▸ Task goal: Please gather every line below that contains the word "balcony" and copy each of those lines in full. Case counts when matching.

Source records
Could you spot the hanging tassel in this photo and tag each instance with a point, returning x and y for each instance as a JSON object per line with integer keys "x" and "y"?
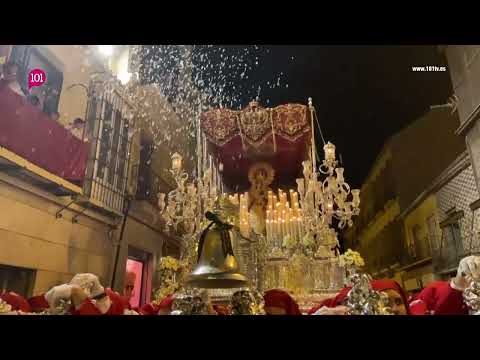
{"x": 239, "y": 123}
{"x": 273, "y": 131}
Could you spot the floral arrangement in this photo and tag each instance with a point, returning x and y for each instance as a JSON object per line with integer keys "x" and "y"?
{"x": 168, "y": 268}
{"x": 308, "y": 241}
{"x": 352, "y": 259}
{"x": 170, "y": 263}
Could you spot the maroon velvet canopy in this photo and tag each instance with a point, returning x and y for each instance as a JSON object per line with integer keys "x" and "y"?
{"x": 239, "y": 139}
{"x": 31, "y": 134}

* * *

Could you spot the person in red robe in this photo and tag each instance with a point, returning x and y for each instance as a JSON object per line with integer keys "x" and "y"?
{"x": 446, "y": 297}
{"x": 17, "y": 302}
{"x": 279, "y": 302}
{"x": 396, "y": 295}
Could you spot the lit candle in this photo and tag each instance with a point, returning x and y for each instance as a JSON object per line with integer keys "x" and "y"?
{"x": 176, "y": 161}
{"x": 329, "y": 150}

...

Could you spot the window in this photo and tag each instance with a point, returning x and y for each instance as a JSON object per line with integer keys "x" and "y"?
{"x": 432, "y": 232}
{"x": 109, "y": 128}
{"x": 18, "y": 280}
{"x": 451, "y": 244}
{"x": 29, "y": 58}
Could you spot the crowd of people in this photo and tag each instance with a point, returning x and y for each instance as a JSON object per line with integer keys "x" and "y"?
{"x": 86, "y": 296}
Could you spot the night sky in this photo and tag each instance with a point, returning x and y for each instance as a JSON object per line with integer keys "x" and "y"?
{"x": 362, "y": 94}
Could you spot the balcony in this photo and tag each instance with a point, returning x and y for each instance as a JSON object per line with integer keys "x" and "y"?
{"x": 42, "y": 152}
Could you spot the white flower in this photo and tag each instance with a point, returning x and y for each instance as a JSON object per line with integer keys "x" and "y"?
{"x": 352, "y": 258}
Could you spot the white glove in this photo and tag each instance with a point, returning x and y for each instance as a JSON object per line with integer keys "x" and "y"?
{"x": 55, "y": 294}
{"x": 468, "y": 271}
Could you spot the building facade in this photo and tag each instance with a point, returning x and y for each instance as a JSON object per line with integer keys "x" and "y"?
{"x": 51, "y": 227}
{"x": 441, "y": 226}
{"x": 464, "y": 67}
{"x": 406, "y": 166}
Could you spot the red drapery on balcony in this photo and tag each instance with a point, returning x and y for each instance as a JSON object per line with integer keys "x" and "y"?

▸ Solved problem:
Could you spot the balcony in this photo and tag each instance with a point, returning x and y for each instance as a JSON object per line with integer keys "x" and "y"?
Could you spot the red drapery on balcony in this photo and tag each instance with a point, returning x and y for each instance as a JSON object per line with integer keys "x" and "y"?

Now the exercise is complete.